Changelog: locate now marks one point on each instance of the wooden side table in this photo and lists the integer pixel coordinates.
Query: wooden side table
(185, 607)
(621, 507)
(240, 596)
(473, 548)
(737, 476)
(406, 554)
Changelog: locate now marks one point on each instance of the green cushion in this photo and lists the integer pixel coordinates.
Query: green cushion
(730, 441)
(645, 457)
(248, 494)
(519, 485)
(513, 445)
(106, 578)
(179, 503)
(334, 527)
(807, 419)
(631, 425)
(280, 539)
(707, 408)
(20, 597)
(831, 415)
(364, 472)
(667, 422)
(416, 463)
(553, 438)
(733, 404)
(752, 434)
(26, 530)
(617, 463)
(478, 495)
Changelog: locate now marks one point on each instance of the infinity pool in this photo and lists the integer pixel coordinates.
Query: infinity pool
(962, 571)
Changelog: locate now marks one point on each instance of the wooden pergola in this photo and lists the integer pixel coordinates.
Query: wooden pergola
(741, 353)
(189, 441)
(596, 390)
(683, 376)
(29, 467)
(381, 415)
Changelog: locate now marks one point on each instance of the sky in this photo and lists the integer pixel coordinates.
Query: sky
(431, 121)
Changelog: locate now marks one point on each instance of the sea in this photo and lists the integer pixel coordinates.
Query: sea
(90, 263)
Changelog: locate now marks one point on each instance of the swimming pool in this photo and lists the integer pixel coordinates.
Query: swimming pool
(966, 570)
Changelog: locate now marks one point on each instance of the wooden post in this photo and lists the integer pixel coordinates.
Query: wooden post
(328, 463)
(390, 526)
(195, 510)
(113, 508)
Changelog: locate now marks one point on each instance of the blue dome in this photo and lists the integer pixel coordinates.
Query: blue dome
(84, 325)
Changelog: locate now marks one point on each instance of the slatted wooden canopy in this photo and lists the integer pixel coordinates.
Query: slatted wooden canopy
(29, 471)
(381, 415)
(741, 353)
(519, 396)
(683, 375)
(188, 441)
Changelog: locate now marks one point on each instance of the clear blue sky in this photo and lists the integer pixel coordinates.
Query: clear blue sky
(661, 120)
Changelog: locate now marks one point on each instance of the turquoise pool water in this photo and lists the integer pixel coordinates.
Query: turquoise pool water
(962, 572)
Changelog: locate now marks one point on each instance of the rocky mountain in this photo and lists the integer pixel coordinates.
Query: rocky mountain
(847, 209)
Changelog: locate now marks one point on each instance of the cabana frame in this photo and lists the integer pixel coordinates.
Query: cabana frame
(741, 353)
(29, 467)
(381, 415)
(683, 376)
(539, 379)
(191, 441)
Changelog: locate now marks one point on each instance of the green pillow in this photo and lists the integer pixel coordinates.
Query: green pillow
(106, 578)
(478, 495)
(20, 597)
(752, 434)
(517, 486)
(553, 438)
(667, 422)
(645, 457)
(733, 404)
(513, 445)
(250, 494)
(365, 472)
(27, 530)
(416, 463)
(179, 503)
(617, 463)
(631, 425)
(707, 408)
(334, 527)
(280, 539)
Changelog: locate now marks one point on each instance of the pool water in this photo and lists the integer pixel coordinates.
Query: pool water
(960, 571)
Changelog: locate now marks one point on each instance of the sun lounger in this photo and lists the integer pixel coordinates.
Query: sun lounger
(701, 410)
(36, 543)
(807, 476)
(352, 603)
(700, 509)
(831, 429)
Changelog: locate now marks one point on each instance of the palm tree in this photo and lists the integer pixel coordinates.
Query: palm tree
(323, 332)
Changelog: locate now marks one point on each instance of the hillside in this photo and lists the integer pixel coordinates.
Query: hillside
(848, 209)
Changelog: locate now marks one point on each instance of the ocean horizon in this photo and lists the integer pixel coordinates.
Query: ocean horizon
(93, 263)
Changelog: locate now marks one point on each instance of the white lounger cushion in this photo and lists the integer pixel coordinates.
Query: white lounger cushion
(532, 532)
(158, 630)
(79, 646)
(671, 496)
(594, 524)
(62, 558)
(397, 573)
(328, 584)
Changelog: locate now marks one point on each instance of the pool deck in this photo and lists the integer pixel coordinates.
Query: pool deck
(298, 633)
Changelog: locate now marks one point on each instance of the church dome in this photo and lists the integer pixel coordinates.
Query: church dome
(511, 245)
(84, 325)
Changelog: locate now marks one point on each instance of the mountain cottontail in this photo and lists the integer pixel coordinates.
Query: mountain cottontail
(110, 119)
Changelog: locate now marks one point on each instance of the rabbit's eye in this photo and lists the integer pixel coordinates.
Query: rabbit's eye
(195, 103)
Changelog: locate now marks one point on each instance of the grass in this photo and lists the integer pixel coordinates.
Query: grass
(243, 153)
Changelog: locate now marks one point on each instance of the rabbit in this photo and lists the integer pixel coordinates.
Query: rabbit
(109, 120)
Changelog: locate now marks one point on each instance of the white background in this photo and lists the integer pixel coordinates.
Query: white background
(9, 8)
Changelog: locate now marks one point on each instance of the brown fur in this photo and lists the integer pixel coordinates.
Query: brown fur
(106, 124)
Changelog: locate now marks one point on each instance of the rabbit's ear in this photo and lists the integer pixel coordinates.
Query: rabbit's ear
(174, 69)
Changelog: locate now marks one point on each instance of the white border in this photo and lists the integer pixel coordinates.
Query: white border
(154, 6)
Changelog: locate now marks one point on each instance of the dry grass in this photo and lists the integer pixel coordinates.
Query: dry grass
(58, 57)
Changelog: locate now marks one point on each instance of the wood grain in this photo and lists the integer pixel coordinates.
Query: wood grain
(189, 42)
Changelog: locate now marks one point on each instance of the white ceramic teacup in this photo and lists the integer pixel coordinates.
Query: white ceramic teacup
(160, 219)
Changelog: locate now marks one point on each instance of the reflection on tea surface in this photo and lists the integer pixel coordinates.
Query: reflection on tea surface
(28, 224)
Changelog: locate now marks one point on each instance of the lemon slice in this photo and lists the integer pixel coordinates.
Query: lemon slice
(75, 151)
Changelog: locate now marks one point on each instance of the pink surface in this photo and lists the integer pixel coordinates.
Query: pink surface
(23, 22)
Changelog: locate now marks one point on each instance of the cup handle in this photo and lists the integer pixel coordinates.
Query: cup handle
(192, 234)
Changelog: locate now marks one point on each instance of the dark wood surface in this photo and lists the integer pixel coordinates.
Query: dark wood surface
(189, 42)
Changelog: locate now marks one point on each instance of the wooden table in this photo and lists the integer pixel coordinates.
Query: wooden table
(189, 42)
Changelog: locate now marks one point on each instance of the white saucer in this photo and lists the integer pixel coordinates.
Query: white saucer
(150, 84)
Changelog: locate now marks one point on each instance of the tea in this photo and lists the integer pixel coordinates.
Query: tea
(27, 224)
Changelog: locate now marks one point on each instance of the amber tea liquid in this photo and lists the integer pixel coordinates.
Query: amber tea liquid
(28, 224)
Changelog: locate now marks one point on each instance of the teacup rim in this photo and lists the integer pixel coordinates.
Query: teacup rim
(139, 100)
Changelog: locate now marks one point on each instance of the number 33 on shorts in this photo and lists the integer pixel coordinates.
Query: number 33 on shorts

● Given problem: Rewrite every line of the listing above as a numbered list, omitting any blank lines.

● Answer to the task:
1. Changelog: locate now marks one point on each instance of the wooden side table in this photo and lists the integer pixel coordinates.
2. Query: wooden side table
3. (185, 607)
4. (621, 507)
5. (240, 596)
6. (473, 548)
7. (737, 476)
8. (406, 554)
9. Changelog: locate now marks one point on each instance of the green cushion in this photo and lists the integer pixel coordinates.
10. Query: green cushion
11. (730, 441)
12. (645, 457)
13. (248, 494)
14. (519, 485)
15. (513, 445)
16. (106, 578)
17. (179, 503)
18. (334, 527)
19. (807, 419)
20. (631, 425)
21. (280, 539)
22. (707, 408)
23. (20, 597)
24. (831, 415)
25. (364, 472)
26. (667, 422)
27. (416, 463)
28. (553, 438)
29. (733, 404)
30. (752, 434)
31. (26, 530)
32. (617, 463)
33. (478, 495)
34. Changelog: locate now marks one point on each instance of the infinity pool in this photo and lists the integer pixel coordinates.
35. Query: infinity pool
36. (962, 571)
37. Changelog: locate now marks one point on each instance of the wooden pergola in this photo and lists the integer pixel coordinates.
38. Query: wooden pergola
39. (741, 353)
40. (189, 441)
41. (596, 390)
42. (683, 376)
43. (29, 467)
44. (381, 415)
45. Changelog: locate now marks one point on each instance of the sky in this photo and lists the integer pixel coordinates.
46. Query: sky
47. (431, 121)
48. Changelog: locate now marks one point on each instance of the sea in this photo and lists the integer pixel coordinates.
49. Query: sea
50. (90, 263)
51. Changelog: locate now marks one point on each instance of the swimming pool in this photo and lists the integer pixel coordinates.
52. Query: swimming pool
53. (966, 570)
54. Changelog: locate now marks one point on each instance of the wooden post in this photo and lists the integer pixel coordinates.
55. Query: wooden post
56. (328, 463)
57. (390, 526)
58. (195, 510)
59. (113, 508)
60. Changelog: locate now marks one point on each instance of the blue dome in this photo and lists the integer pixel coordinates.
61. Query: blue dome
62. (84, 325)
63. Changelog: locate now marks one point on each instance of the slatted wooden canopy in this photo and lists the integer pixel coordinates.
64. Query: slatted wooden canopy
65. (29, 471)
66. (381, 415)
67. (741, 353)
68. (519, 396)
69. (683, 375)
70. (188, 441)
71. Changelog: locate now marks one point on each instance of the clear blue sky in this photo and lists the integer pixel coordinates.
72. Query: clear blue sky
73. (661, 120)
74. Changelog: locate now marks one point on each instance of the turquoise pool water in this photo and lists the integer pixel coordinates.
75. Query: turquoise pool water
76. (962, 572)
77. Changelog: locate now marks one point on each instance of the rocky mountain in this photo and lists the integer pixel coordinates.
78. Query: rocky mountain
79. (847, 209)
80. Changelog: locate now marks one point on each instance of the cabana frame in this photo and lists the integer pixel coordinates.
81. Query: cabana frame
82. (741, 353)
83. (29, 467)
84. (381, 415)
85. (683, 376)
86. (539, 379)
87. (191, 441)
88. Changelog: locate now marks one point on each instance of the green pillow in this photo and lists the integer pixel coordinates.
89. Query: green pillow
90. (106, 578)
91. (478, 495)
92. (20, 597)
93. (752, 434)
94. (517, 486)
95. (553, 438)
96. (667, 422)
97. (645, 457)
98. (733, 404)
99. (513, 445)
100. (250, 494)
101. (365, 472)
102. (27, 530)
103. (416, 463)
104. (179, 503)
105. (617, 463)
106. (631, 425)
107. (707, 408)
108. (334, 527)
109. (280, 539)
110. Changelog: locate now marks one point on each instance of the pool water in this photo and lists the integer pixel coordinates.
111. Query: pool water
112. (960, 571)
113. Changelog: locate now marks one point on each instance of the sun lounger in this photo and lists the integer pixel coordinates.
114. Query: sun lounger
115. (701, 410)
116. (36, 543)
117. (807, 476)
118. (352, 603)
119. (700, 509)
120. (831, 429)
121. Changelog: locate now marks one point on each instance of the palm tree in this photo and lists the integer pixel coordinates.
122. Query: palm tree
123. (323, 332)
124. Changelog: locate now marks one point on each instance of the hillside in this photo and lists the integer pixel coordinates.
125. Query: hillside
126. (848, 209)
127. Changelog: locate now marks one point on each instance of the ocean horizon in this photo and lists the integer pixel coordinates.
128. Query: ocean horizon
129. (93, 263)
130. Changelog: locate now marks one point on each instance of the white lounger cushion in this photo and lists the integer pixel coordinates.
131. Query: white lounger cushion
132. (532, 532)
133. (158, 630)
134. (79, 646)
135. (671, 496)
136. (594, 524)
137. (62, 558)
138. (397, 573)
139. (328, 584)
140. Changelog: locate now marks one point on each instance of the pool deck in this photo and lists the integer pixel coordinates.
141. Query: pool deck
142. (298, 633)
143. Changelog: locate now marks one point on each instance of the church dome in this photo and lists the integer pixel coordinates.
144. Query: church dome
145. (511, 245)
146. (84, 325)
147. Changelog: locate now marks one point on each instance of the mountain cottontail in this photo and lists the integer pixel coordinates.
148. Query: mountain cottontail
149. (110, 119)
150. Changelog: locate now marks one point on each instance of the rabbit's eye in this photo and lists the integer pixel coordinates.
151. Query: rabbit's eye
152. (195, 103)
153. Changelog: locate now marks one point on each instance of the grass in this photo and lists the integer pixel coordinates.
154. Query: grass
155. (243, 153)
156. Changelog: locate now marks one point on each instance of the rabbit in this photo and lists the integer pixel coordinates.
157. Query: rabbit
158. (109, 120)
159. Changelog: locate now marks one point on each instance of the white background in this photo and lists the integer pixel coordinates.
160. Query: white background
161. (9, 8)
162. Changelog: locate now marks one point on each instance of the brown fur in this photo and lists the integer pixel coordinates.
163. Query: brown fur
164. (106, 124)
165. Changelog: locate now marks one point on each instance of the rabbit's ear in this photo and lists the integer pixel coordinates.
166. Query: rabbit's ear
167. (174, 69)
168. Changelog: locate now marks one point on each instance of the white border in this photo and lists the integer pixel coordinates.
169. Query: white border
170. (154, 6)
171. Changelog: locate now marks one point on each instance of the dry grass in this photo and lists the integer pixel coordinates.
172. Query: dry grass
173. (58, 57)
174. Changelog: locate now marks one point on each instance of the wood grain in this photo and lists the integer pixel coordinates.
175. Query: wood grain
176. (189, 42)
177. Changelog: locate now marks one point on each instance of the white ceramic teacup in this photo and lists the integer pixel coordinates.
178. Query: white ceramic teacup
179. (160, 219)
180. Changelog: locate now marks one point on each instance of the reflection on tea surface in this photo and lists the integer pixel coordinates.
181. Query: reflection on tea surface
182. (28, 224)
183. Changelog: locate now marks one point on each instance of the lemon slice in this photo and lists the integer pixel coordinates.
184. Query: lemon slice
185. (75, 151)
186. Changelog: locate now marks one point on each instance of the pink surface in this photo and lists the integer pixel coordinates.
187. Query: pink surface
188. (23, 22)
189. Changelog: locate now marks one point on each instance of the cup handle in this photo and lists the integer pixel coordinates.
190. Query: cup handle
191. (192, 234)
192. Changelog: locate now marks one point on each instance of the dark wood surface in this photo and lists the integer pixel coordinates.
193. Query: dark wood surface
194. (189, 42)
195. Changelog: locate now marks one point on each instance of the wooden table in this photo and lists the integer pixel coordinates.
196. Query: wooden table
197. (189, 42)
198. Changelog: locate now marks one point on each instance of the white saucer in this photo and lists the integer pixel coordinates.
199. Query: white saucer
200. (150, 84)
201. Changelog: locate now marks one point on each instance of the tea in this photo and lists the integer pixel coordinates.
202. Query: tea
203. (27, 224)
204. Changelog: locate now marks one point on each instance of the amber tea liquid in this photo and lists the integer pixel coordinates.
205. Query: amber tea liquid
206. (28, 224)
207. Changelog: locate now marks one point on each instance of the teacup rim in this photo and lists the integer pixel coordinates.
208. Query: teacup rim
209. (139, 100)
210. Changelog: locate now marks one point on each instance of the number 33 on shorts in this photo and lists the integer pixel coordinates.
211. Query: number 33 on shorts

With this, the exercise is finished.